Teks Bacaan >>
Rabu, 15 April 2009

Pemilu 2009 Terancam

KOMPAS/YUNIADHI AGUNG
Tokoh-tokoh politik, (baris depan dari kiri) calon anggota DPR dari Partai Gerindra, Halida Hatta; calon presiden dari Partai Indonesia Sejahtera, Sutiyoso; Ketua Umum Partai Bintang Reformasi Bursah Zarnubi; Ketua Badan Pemenangan Pemilu Partai Amanat Nasional Totok Daryanto; Ketua DPP Partai Persatuan Pembangunan Rusdi Hanafi; Ketua Dewan Pembina Partai Gerindra Prabowo Subianto; Ketua Umum PDI-P Megawati Soekarnoputri; Ketua Umum Partai Hanura Wiranto; mantan Presiden Abdurrahman Wahid; calon presiden dari Partai Nasional Benteng Kerakyatan Indonesia dan Partai Bintang Reformasi, Rizal Ramli; Ketua Umum Partai Peduli Rakyat Nasional Amelia Yani; serta calon anggota DPR dari PDI-P, Puan Maharani; mengangkat tangan setelah menyampaikan pernyataan sikap di kediaman Megawati Soekarnoputri, Jalan Teuku Umar, Jakarta, Selasa (14/4). Tokoh lintas partai tersebut menyatakan Pemilu Legislatif 2009 adalah pemilu terburuk sepanjang sejarah bangsa .


Pemerintah dan KPU Dinilai Tak Netral


Rabu, 15 April 2009 | 03:03 WIB

Jakarta, Kompas - Legitimasi pemilihan umum legislatif yang dilaksanakan pada 9 April 2009 terancam. Sejumlah partai politik dan tokoh politik menilai, pemilu kali ini adalah pemilu terburuk sejak reformasi dan pelaksanaannya jauh dari sikap yang jujur, bermartabat, adil, dan demokratis.

Banyaknya masalah, terutama daftar pemilih tetap (DPT), mengakibatkan jutaan warga kehilangan hak konstitusi untuk memilih wakil rakyat. Padahal, hak memilih adalah hak asasi manusia yang dijamin Undang-Undang Dasar 1945. Pengabaian atas hak memilih berarti melanggar konstitusi. Pelaksanaan pemilu juga diwarnai kecurangan dan kesalahan administrasi serta substansi yang sistemik sehingga mengakibatkan kualitasnya buruk.

Soal Latihan 1 >> Kutip bagian teks bacaan yang dimulai dengan "Pemerintah dan KPU" dan berlanjut sampai "mengakibatkan kualitasnya buruk.".
Catatan berikut sama sekali tidak berhubungan dengan teks bacaan.

Cuplikan data penunjukan
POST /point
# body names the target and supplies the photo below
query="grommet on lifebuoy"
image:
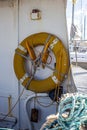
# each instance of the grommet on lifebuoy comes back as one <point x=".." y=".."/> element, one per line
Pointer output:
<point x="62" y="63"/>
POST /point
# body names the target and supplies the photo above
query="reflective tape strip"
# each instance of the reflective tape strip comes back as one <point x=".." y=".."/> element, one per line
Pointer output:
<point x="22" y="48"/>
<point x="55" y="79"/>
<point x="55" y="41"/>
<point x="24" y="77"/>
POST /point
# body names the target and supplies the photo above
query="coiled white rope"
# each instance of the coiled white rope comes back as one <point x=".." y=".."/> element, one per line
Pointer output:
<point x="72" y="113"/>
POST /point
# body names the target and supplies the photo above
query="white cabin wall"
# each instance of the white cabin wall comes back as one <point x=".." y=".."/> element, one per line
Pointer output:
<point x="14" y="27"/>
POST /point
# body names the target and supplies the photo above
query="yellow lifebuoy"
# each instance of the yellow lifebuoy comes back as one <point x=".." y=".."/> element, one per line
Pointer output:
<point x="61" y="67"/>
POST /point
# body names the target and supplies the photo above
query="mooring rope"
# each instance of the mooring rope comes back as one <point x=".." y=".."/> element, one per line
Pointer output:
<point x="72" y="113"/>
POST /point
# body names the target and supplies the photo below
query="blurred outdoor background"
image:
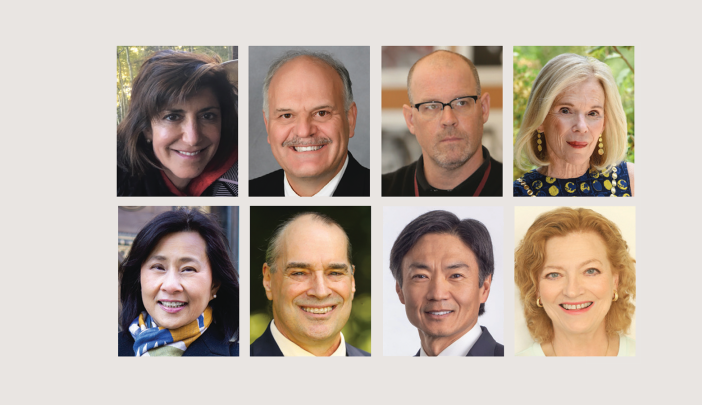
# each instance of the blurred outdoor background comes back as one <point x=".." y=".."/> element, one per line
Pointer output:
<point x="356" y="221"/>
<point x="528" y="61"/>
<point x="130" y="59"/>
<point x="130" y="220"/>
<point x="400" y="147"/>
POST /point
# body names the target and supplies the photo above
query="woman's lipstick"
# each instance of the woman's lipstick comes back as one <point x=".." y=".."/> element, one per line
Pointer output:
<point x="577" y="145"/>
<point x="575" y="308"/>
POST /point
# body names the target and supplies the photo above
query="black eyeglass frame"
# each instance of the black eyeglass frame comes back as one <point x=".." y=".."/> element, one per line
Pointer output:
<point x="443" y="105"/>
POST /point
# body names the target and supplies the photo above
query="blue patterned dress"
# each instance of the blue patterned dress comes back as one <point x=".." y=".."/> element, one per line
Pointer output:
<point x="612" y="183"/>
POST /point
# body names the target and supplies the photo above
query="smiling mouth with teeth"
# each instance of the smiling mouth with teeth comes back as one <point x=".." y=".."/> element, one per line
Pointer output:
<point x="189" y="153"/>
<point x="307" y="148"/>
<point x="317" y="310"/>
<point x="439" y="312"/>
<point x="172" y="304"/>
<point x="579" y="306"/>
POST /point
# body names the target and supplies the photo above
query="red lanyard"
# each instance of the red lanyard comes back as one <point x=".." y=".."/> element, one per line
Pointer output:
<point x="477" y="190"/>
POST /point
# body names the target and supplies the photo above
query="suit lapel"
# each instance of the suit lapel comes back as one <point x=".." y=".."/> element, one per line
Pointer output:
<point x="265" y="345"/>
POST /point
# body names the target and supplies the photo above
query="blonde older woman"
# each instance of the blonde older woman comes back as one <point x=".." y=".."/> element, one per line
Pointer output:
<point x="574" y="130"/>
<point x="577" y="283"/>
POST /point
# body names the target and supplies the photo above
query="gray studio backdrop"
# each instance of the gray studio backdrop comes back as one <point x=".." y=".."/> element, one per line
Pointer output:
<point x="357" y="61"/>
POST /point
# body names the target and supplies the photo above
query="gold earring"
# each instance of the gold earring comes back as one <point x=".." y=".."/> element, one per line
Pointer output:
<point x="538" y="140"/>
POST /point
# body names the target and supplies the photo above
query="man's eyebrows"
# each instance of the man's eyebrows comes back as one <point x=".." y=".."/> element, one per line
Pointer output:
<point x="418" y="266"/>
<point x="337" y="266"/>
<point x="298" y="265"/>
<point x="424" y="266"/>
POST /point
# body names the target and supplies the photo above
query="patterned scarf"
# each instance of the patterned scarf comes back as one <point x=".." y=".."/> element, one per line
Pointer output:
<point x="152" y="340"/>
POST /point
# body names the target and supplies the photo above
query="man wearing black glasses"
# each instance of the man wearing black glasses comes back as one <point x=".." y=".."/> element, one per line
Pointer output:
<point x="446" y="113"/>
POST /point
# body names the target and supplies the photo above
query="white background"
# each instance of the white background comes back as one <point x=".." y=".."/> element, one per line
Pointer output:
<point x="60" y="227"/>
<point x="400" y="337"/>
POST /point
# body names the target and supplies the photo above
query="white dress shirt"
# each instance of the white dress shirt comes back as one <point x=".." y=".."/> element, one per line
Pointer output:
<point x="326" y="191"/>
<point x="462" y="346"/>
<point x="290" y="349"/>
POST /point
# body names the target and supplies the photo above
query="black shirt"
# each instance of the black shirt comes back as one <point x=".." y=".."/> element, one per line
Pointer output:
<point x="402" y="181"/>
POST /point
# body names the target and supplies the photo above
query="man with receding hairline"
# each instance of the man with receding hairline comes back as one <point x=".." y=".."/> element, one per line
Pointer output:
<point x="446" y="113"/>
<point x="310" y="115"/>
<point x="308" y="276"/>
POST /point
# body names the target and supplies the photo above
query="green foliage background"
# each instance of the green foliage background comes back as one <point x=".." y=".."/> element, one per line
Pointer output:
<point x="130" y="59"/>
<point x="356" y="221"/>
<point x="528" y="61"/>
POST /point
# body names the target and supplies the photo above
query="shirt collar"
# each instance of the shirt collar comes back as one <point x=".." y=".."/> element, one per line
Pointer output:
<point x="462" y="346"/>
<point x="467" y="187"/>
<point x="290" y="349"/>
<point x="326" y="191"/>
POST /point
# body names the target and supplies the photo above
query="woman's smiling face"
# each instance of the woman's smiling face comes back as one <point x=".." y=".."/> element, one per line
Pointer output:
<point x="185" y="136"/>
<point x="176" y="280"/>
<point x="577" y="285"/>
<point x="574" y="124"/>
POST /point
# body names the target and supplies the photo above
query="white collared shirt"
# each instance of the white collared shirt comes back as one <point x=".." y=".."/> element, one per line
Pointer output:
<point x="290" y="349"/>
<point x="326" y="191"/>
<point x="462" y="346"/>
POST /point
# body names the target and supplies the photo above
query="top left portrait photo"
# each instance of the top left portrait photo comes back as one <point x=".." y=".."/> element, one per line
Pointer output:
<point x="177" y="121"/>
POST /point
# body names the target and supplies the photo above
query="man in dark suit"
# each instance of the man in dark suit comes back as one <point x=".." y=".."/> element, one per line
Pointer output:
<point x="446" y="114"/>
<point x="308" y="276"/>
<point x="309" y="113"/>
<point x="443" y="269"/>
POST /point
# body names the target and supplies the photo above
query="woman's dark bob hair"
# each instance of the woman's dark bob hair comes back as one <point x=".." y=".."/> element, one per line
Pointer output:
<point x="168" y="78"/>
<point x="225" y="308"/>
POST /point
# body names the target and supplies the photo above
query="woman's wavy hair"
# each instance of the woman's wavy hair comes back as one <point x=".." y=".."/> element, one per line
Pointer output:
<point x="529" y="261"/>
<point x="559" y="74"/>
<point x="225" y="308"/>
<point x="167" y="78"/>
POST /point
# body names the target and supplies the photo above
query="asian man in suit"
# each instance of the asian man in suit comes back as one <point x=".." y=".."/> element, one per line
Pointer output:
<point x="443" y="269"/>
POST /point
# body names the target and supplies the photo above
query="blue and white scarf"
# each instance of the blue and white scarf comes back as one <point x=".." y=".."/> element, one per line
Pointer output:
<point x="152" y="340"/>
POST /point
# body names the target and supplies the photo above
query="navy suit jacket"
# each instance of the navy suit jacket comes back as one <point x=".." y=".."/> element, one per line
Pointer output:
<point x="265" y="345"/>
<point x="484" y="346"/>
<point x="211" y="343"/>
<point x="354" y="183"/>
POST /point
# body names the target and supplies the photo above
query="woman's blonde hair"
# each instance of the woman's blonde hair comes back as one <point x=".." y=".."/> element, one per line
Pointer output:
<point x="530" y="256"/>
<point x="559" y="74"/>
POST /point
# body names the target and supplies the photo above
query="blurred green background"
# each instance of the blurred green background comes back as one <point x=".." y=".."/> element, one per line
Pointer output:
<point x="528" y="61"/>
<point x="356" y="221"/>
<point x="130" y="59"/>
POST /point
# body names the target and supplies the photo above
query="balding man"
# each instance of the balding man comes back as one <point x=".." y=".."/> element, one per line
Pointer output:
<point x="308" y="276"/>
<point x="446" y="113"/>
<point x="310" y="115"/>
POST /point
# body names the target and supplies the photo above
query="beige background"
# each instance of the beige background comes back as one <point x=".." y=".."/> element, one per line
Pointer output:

Soal Latihan 2 >> Ambil setiap baris catatan di atas yang memuat kata "cabin", dengan membedakan huruf besar dan huruf kecil.

Jawaban Lengkap 1 >>
Pemerintah dan KPU Dinilai Tak Netral


Rabu, 15 April 2009 | 03:03 WIB

Jakarta, Kompas - Legitimasi pemilihan umum legislatif yang dilaksanakan pada 9 April 2009 terancam. Sejumlah partai politik dan tokoh politik menilai, pemilu kali ini adalah pemilu terburuk sejak reformasi dan pelaksanaannya jauh dari sikap yang jujur, bermartabat, adil, dan demokratis.

Banyaknya masalah, terutama daftar pemilih tetap (DPT), mengakibatkan jutaan warga kehilangan hak konstitusi untuk memilih wakil rakyat. Padahal, hak memilih adalah hak asasi manusia yang dijamin Undang-Undang Dasar 1945. Pengabaian atas hak memilih berarti melanggar konstitusi. Pelaksanaan pemilu juga diwarnai kecurangan dan kesalahan administrasi serta substansi yang sistemik sehingga mengakibatkan kualitasnya buruk.

Jawaban Lengkap 2 >>
query="white cabin wall"
# each instance of the white cabin wall comes back as one <point x=".." y=".."/> element, one per line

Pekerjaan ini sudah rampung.